::: Selected text
Albino 3 screen shot


Note how presets are selected in Albino.  This is just part of one of the 3 Arpeggio directories. 

Filters.  I think the sound of the filters, which have wonderful analog characteristics, provides Albino3 with much of its Virus-like character.  There's 4 major types of filters called Silk, Cream, Scream and Comb.  Each has different modes, making it easy to find the type of filtration you want, or just click around at random till you fn something that grabs you.  The quality of filter cutoff and resonance is top notch.  Those of you who love analog will not be disappointed with Albino's emulations.  In total you get 20 filter modes.  Using the scream filter I was able to get convincing, deep filter effects reminiscent of old mono synths. The lighter silk and cream filters get those classic short blips for trance and house.   

Oscillators:  There are four sources you can use in any Albino patch.  These include Analog, Digital, Noise and Audio Input as your oscillators.  (I was unable to find a way to use the audio input in Logic.)  You can use 4 oscillators in every layer, and there can be up to 4 layers in every patch.  There is also a "spread" function which multiplies the oscillators in use.  You can stack up to 80 oscillators on a single preset. If that is not fat enough for you, we'll send you a bag of chips.  lol.  The combination of analog waves and digital operators allows Albino's sounds greater diversity than just a typical analog synth.  Browsing through the preset library shows how far this synth can go.  You get digital as well as analog basses, clean bell like tones, and hybrid tones reminiscent of Roland d50 sounds. Even EPs and Oberheim-ish Brass.  The noise oscillator can make some tasty snares and hi hats well within the traditions of trance.  The Atmospheres are just the way we like them, warm, glowing, oozing, sterile, glassy.  Paired with the chord function and adding an arp to one layer can give up some dreamy sounds.  

Arpeggiator and Chord Functions:  What sold me on Albino was the excellent arpeggiator and chord function, which can be used together.  While Albino comes with a huge selection of preset arpeggios, you can also make your own, with up to 32 steps. The Arpeggiator locks up to your sequencer's tempo.  No problem at all in Logic.  The preset arpeggios are so good you might not want to make your own. These arps are designed to work with the oscillators and the filter and many give a classic trance sound that you will "remember" when you hear it.  I found myself saying, "Wow, he's got That sound".  The chord function is easy to use.  Just click "learn" play a chord, the click "play".  Done!  Just try doing that on your Fantom or in Logic.  Its a multi step, multi click process on both.
::::::
::: Data shown
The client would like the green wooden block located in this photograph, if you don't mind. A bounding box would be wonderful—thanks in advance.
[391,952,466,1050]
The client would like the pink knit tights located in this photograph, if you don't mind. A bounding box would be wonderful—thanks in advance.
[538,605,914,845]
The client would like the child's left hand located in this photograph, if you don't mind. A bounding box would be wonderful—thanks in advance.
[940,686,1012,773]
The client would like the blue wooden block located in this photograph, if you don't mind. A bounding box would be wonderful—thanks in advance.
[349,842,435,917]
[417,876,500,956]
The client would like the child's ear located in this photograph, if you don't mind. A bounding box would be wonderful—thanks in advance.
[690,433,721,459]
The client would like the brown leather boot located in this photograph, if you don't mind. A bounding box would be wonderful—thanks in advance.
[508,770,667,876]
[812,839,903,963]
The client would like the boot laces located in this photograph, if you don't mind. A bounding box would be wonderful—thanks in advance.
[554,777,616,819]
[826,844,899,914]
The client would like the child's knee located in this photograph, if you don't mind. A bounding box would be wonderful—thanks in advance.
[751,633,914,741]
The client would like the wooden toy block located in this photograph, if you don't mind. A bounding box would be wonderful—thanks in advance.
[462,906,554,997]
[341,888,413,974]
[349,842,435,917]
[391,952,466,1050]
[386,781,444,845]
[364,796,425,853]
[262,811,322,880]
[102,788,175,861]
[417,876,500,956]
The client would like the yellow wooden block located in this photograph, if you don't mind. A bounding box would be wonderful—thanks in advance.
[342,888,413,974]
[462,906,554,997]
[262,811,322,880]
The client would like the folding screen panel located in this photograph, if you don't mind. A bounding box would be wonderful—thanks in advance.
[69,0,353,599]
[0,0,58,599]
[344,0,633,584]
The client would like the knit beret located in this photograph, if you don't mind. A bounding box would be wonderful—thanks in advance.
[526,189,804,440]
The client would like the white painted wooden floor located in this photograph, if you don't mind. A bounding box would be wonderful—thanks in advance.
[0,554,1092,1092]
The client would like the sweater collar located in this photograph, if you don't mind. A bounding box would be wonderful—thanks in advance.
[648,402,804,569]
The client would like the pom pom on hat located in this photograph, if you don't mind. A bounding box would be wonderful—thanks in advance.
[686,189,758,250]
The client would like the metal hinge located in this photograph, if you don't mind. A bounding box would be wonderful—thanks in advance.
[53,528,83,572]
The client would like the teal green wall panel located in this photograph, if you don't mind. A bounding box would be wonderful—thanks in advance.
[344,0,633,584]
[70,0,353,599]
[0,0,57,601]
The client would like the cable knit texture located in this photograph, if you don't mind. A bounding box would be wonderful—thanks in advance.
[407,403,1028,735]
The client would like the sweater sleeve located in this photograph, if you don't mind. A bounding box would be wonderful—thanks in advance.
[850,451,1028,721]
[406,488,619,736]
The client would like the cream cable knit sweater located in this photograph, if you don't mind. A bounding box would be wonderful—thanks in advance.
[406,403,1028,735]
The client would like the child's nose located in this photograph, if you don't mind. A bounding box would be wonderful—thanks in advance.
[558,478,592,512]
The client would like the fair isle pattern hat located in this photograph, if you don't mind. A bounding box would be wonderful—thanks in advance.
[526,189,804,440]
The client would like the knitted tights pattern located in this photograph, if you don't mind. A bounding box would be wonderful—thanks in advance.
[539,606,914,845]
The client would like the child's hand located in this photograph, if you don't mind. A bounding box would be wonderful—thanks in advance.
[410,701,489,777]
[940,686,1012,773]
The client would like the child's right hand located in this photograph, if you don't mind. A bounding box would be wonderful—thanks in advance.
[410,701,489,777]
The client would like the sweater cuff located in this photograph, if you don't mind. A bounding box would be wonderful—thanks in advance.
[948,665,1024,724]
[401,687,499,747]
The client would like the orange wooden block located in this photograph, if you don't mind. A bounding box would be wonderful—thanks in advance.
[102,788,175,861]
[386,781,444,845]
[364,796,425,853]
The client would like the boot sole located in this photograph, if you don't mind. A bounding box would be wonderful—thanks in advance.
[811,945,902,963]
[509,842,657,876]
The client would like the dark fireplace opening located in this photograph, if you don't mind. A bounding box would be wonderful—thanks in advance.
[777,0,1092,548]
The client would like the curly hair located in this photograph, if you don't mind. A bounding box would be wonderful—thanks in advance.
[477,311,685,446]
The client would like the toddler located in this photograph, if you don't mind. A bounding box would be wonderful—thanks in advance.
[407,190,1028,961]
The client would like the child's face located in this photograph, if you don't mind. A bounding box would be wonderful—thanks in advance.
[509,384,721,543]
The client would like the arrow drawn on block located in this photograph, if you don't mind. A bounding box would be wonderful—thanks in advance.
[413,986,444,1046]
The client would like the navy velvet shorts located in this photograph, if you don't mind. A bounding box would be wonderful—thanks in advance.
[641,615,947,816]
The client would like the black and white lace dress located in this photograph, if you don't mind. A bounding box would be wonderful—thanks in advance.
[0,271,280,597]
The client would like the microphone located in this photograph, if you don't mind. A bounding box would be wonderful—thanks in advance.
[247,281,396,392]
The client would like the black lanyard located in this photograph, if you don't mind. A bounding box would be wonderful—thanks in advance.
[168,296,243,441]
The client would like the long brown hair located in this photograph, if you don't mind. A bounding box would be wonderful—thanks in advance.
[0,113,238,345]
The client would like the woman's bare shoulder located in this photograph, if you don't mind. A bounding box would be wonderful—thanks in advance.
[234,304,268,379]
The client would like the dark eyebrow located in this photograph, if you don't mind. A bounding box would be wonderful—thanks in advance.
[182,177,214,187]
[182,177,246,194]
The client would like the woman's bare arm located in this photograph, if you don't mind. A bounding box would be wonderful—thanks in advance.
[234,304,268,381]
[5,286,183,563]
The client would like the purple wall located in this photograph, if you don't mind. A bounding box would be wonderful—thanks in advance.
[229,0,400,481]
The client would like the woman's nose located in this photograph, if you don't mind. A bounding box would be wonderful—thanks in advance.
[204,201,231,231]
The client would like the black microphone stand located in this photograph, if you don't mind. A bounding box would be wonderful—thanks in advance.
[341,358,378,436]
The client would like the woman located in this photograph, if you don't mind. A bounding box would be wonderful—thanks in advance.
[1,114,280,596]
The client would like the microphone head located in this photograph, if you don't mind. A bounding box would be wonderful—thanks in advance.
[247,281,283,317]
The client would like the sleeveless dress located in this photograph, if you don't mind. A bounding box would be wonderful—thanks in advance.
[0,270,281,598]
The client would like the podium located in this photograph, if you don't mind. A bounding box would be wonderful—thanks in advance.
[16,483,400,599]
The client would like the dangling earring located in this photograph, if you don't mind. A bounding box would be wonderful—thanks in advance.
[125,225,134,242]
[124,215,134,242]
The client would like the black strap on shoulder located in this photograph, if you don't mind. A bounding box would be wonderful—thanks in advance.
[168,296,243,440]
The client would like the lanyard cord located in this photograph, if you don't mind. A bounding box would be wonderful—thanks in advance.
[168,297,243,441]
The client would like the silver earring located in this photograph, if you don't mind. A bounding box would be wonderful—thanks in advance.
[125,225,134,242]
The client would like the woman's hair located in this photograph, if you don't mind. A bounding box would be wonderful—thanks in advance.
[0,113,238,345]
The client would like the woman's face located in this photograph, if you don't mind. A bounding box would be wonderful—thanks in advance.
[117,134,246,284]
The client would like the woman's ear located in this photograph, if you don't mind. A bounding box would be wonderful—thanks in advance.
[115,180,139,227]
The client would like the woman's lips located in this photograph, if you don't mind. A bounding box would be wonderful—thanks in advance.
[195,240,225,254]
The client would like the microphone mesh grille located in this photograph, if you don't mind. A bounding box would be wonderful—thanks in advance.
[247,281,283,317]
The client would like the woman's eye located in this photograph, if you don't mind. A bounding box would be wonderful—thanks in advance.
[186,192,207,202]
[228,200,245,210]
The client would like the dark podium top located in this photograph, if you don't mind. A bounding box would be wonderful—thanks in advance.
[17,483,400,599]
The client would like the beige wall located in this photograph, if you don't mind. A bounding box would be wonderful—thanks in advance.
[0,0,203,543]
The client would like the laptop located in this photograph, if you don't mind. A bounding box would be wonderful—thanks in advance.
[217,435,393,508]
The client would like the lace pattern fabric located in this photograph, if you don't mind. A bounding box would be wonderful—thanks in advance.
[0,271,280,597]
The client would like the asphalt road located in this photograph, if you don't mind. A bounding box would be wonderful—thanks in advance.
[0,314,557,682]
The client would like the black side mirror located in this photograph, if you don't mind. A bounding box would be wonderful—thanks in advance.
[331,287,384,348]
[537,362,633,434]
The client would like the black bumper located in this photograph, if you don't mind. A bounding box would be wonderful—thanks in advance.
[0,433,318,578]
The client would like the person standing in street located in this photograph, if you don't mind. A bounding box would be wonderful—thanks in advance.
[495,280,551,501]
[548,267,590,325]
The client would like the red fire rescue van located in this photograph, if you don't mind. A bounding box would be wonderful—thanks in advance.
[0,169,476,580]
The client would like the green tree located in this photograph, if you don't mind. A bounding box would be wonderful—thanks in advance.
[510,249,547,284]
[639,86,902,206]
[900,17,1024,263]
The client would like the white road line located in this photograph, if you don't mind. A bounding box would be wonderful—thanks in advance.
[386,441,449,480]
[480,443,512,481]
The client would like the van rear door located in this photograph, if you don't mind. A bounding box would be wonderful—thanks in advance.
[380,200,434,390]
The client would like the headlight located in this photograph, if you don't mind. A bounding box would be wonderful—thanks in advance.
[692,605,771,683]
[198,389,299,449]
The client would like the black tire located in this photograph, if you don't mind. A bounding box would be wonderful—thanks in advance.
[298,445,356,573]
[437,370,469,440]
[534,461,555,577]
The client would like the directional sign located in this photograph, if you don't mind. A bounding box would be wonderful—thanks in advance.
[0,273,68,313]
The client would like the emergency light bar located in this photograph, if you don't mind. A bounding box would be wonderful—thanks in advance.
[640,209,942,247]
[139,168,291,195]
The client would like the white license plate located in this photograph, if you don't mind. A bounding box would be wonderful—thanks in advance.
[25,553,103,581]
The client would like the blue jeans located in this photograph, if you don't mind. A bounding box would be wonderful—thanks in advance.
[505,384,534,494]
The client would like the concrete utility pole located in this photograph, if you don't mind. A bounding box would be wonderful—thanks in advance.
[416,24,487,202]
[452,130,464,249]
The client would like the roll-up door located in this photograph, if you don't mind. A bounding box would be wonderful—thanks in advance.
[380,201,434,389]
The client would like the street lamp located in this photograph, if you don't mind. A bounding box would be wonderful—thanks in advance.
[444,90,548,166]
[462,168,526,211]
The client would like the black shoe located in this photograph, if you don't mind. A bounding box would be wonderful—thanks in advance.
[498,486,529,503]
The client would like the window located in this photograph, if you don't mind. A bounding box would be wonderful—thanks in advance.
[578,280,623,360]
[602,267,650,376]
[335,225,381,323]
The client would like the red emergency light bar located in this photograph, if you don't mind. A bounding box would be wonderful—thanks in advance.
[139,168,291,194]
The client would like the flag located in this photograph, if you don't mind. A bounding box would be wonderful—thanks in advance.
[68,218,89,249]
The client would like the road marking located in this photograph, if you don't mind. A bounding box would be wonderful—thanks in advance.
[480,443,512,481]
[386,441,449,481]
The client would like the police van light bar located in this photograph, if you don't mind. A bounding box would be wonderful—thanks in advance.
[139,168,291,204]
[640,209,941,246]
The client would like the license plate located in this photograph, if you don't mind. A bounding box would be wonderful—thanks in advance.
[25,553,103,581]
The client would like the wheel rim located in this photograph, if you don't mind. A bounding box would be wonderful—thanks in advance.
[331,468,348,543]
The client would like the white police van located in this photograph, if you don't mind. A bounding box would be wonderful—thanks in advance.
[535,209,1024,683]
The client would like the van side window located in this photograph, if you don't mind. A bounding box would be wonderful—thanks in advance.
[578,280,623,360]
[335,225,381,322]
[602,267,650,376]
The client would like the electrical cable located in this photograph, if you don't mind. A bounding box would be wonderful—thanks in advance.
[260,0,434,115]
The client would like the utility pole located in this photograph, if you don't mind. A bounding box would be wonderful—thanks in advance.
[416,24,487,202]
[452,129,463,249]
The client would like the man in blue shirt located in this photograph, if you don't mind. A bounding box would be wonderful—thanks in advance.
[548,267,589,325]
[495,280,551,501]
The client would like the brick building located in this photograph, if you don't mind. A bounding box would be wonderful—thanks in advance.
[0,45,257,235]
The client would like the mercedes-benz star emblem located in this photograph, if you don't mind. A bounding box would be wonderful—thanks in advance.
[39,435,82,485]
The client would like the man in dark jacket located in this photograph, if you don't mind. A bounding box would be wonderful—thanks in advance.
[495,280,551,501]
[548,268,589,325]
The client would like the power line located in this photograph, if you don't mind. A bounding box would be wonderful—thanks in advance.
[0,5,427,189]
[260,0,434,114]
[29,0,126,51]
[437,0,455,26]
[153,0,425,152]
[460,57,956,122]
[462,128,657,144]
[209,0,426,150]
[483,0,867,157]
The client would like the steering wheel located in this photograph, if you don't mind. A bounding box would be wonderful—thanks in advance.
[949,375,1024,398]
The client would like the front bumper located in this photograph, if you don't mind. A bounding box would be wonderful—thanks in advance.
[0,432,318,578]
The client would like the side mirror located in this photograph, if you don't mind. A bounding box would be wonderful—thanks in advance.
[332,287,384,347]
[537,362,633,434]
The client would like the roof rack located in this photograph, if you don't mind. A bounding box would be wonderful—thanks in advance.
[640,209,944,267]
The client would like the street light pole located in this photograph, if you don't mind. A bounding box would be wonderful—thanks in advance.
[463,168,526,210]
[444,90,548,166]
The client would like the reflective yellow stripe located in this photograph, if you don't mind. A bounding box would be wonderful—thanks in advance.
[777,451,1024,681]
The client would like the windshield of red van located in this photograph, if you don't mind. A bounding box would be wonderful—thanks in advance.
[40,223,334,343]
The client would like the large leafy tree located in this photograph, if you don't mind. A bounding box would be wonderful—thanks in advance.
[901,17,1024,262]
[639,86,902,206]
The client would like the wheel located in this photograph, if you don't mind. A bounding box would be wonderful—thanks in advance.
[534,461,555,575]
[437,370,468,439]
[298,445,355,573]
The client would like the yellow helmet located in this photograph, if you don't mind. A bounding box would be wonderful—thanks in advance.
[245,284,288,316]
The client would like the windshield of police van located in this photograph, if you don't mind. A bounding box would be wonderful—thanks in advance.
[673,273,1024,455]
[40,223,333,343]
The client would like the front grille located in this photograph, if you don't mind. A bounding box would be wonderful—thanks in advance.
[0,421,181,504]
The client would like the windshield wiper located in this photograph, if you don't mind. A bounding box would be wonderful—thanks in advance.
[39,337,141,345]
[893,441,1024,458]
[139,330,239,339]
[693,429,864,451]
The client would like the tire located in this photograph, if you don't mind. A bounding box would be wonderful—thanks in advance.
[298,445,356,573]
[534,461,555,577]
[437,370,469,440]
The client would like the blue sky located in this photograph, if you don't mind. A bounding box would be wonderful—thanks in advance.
::::::
■ **Activity 1**: Write out the Albino 3 review word for word from "Note how presets" to "trance and house.".
■ **Activity 2**: Continue the Albino 3 review from its last sentence.

■ **Expected output 1**:
Note how presets are selected in Albino.  This is just part of one of the 3 Arpeggio directories. 

Filters.  I think the sound of the filters, which have wonderful analog characteristics, provides Albino3 with much of its Virus-like character.  There's 4 major types of filters called Silk, Cream, Scream and Comb.  Each has different modes, making it easy to find the type of filtration you want, or just click around at random till you fn something that grabs you.  The quality of filter cutoff and resonance is top notch.  Those of you who love analog will not be disappointed with Albino's emulations.  In total you get 20 filter modes.  Using the scream filter I was able to get convincing, deep filter effects reminiscent of old mono synths. The lighter silk and cream filters get those classic short blips for trance and house.

■ **Expected output 2**:
Preset Library:  There is one other thing that sold me on Albino, and that is the huge library of presets it comes with, programmed by the designer himself, Rob Papen.  I've been following Rob's work for several years.  He's the author of many sample CD Roms for Emu and the sound designer behind Emu's Orbit 3 synth, the Beat Garden, and Techno Industrial Roms. Rob also developed sounds for the Access Virus.  To my ears, Albino3 sounds quite Virus like.  If you can't afford a Virus TI but want that sound, Albino is probably the best way to get it.    

Rob provides 2100 of his sonic creations in the form of presets.  They are well-organized into categories making them easy to find and navigate to.  This is the stuff.  

I usually end my soft synth reviews with my take on who will like and who will not like the synths.  This time I can't think of too many musicians that aren't going to appreciate Albino.  Ok, maybe the Country Chart Watchers and the Professorial String Orchestrators Guild might not be overly thrilled, but that's probably due more to the smell of all those unwashed DnBers jumping around than the sound.  Pop, hip hop, the variations of techno, dance club, house and trance music will all find a lot in Albino to like.     

Albino comes in the usual PC and Mac formats:  VSTi, AU and RTAS are supported.  Mac users with the Intel processors in their machines will be happy to note Albino3 is Universal Binary.

I tip my Tweakhat to Rob Papen.  Its a classic!